__Exercise directions__.
The records below need to be printed in full. Keep each one exact.

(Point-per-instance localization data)
· · · · · · ·

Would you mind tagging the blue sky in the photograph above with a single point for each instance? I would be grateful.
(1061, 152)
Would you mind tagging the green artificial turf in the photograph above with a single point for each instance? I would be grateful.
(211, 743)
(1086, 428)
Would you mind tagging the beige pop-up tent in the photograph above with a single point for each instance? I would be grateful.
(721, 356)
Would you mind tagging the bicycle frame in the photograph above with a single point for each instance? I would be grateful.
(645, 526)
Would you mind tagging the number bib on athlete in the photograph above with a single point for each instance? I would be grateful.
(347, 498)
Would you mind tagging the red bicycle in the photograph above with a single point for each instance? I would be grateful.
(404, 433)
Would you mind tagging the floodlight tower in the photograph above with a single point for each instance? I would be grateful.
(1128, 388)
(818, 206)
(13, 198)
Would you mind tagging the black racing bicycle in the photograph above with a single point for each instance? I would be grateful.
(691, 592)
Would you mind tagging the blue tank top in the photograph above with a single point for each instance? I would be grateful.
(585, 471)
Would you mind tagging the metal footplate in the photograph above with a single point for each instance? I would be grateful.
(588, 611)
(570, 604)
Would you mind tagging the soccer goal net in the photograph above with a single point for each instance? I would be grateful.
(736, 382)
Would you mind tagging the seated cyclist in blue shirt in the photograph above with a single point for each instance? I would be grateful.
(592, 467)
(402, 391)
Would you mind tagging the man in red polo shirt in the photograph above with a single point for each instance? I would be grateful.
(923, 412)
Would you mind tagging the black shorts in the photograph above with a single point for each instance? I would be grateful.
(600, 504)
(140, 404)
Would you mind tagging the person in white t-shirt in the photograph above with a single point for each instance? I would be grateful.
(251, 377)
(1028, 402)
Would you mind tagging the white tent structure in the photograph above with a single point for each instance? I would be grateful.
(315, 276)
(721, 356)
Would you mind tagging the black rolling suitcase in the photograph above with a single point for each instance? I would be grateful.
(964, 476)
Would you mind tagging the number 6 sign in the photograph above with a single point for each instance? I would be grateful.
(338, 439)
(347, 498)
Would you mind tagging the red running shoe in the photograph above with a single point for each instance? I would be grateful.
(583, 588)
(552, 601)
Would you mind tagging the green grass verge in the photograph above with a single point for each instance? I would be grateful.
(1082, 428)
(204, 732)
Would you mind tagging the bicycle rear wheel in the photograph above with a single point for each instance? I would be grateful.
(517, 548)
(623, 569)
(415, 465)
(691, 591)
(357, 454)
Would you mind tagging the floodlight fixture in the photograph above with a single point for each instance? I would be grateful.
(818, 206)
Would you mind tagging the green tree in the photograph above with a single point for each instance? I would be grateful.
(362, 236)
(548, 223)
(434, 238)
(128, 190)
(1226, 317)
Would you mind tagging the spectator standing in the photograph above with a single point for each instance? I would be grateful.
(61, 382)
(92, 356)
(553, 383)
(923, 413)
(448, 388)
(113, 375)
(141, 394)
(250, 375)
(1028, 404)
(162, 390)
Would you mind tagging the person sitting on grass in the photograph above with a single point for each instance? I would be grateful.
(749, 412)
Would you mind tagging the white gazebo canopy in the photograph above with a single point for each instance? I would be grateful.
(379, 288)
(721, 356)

· · · · · · ·

__Written response__.
Would you mind tagging the blue sky in the photograph above with a single point for each instance? I would be grateful.
(1061, 152)
Would you mind tagging the green artificial turf in the photograph above with a single point for each instance? I would be grateful.
(211, 743)
(1086, 428)
Would you mind tagging the beige pop-up tent in the photograph above with a single point for each instance? I would be grateful.
(721, 356)
Would you mind tagging the bicycle frame in the photograph above with a single point for each instance? I would be grateful.
(645, 526)
Would you mind tagging the number bib on athlete in the photograph above with a single point for each instance? I would be grateful.
(347, 498)
Would you mind tagging the red bicycle in the photograph above with a single point for each instance? I would be grateful.
(404, 433)
Would you mind tagging the floodlight tower in the photograph above with a single point for each instance? I would be grateful.
(1128, 388)
(818, 206)
(13, 198)
Would you mind tagging the black racing bicycle in the photograph above with a single point for each instance? I would be grateful.
(691, 592)
Would you mind tagging the blue tank top in the photograph above with a single point for each instance? I would be grateful.
(585, 471)
Would you mind tagging the metal footplate in the photograph above with a single point for each instance? I would be grateful.
(588, 611)
(570, 604)
Would you mind tagging the soccer goal net in the photograph above with a single point for each instance? I would be grateful.
(736, 382)
Would you mind tagging the seated cyclist in blue shirt in the photograph above with a single point for each instance? I would be grateful.
(592, 467)
(402, 391)
Would you mind tagging the man in red polo shirt in the photograph above with a single point for each instance? I would be grateful.
(923, 412)
Would you mind tagging the black shorts in the photograph above with a single point for each instance? I would be grateful.
(600, 504)
(140, 404)
Would you mind tagging the person in white t-shirt in the photograph above with a single point for each instance? I would be grateful.
(251, 377)
(1028, 402)
Would you mind tagging the white tent structure in the photograph above with a single point for each instance? I would be grateful.
(315, 276)
(721, 356)
Would you mind tagging the black rolling suitcase in the photograph above with a single point for each instance? I would be grateful.
(964, 476)
Would you mind tagging the number 6 sign in the photograph above with a single point for each instance? I would be grateful.
(338, 439)
(347, 498)
Would you mind tagging the red running shoe in the photograph above with a single point for each instance? I would be grateful.
(583, 588)
(552, 601)
Would you mind tagging the green grass verge in the photograph above with a single point for each instance? I would be grateful.
(1082, 428)
(204, 732)
Would you mind tagging the bicycle rear wheel in the photograph above with a single point for each instance? I would be grateful.
(517, 548)
(623, 569)
(415, 465)
(691, 591)
(357, 454)
Would you mind tagging the floodlight fixture in the photograph above with a single point for each instance? I would be grateful.
(818, 206)
Would you mind tagging the green tree in the photograph above with a single point for each instance? I would be grateful.
(362, 236)
(548, 223)
(434, 238)
(128, 190)
(1226, 317)
Would you mind tagging the spectator standing in the photograph above with a single point for each instance? I would be grateful.
(61, 382)
(92, 356)
(553, 383)
(923, 413)
(448, 388)
(113, 375)
(141, 394)
(250, 375)
(1028, 404)
(162, 390)
Would you mind tagging the person sitting on grass in the photograph above with a single point for each instance? I would be grateful.
(749, 412)
Would you mind tagging the white gazebo canopy in the photograph above with a single point for each instance? I would be grateful.
(379, 288)
(721, 356)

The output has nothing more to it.